[Ítems para identificar ubicaciones]
______

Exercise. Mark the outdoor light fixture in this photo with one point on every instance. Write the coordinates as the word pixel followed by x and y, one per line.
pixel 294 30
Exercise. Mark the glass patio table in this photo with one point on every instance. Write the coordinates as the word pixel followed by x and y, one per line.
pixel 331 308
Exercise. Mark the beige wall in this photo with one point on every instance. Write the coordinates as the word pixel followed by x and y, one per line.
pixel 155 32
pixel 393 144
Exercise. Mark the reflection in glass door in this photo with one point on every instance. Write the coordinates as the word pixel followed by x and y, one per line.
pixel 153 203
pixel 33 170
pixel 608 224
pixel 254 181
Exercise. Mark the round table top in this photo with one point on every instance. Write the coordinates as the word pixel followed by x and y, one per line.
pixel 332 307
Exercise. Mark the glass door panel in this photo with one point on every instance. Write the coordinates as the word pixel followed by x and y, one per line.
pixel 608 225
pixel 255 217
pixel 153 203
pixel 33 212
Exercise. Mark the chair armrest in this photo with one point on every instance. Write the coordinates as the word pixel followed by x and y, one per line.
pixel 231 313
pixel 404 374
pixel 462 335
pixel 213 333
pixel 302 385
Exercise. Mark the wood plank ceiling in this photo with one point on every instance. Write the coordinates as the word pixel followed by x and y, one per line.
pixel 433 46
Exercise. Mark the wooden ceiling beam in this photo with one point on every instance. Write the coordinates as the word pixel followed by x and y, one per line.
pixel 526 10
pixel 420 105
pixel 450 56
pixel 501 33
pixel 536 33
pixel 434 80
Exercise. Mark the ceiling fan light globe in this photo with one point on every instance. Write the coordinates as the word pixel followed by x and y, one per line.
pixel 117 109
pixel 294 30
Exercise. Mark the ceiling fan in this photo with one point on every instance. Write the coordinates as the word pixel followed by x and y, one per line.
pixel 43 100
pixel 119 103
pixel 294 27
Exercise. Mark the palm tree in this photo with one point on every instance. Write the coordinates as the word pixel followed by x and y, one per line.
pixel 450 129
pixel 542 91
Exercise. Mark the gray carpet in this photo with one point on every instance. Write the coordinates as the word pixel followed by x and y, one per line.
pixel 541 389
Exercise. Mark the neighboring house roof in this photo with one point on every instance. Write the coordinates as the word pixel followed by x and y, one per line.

______

Enunciado de la tarea: Reescribe el material desde su comienzo hasta la línea que contiene "pixel 33 212", ambos extremos incluidos. Cambia "photo" por "image" y deja todo lo demás sin modificar.

Respuesta del ejercicio:
Exercise. Mark the outdoor light fixture in this image with one point on every instance. Write the coordinates as the word pixel followed by x and y, one per line.
pixel 294 30
Exercise. Mark the glass patio table in this image with one point on every instance. Write the coordinates as the word pixel followed by x and y, one per line.
pixel 331 308
Exercise. Mark the beige wall in this image with one point on every instance. Write the coordinates as the word pixel followed by x and y, one per line.
pixel 155 32
pixel 393 144
Exercise. Mark the reflection in glass door in this image with one point on every instance. Write the coordinates as the word pixel followed by x and y, one per line.
pixel 153 203
pixel 33 170
pixel 608 224
pixel 254 181
Exercise. Mark the round table top in this image with one point on every instance. Write the coordinates as the word pixel followed by x and y, one per line.
pixel 332 307
Exercise. Mark the glass door panel in this image with one point on every instance. Write the coordinates as the word pixel followed by x and y, one per line.
pixel 608 225
pixel 255 217
pixel 153 203
pixel 33 212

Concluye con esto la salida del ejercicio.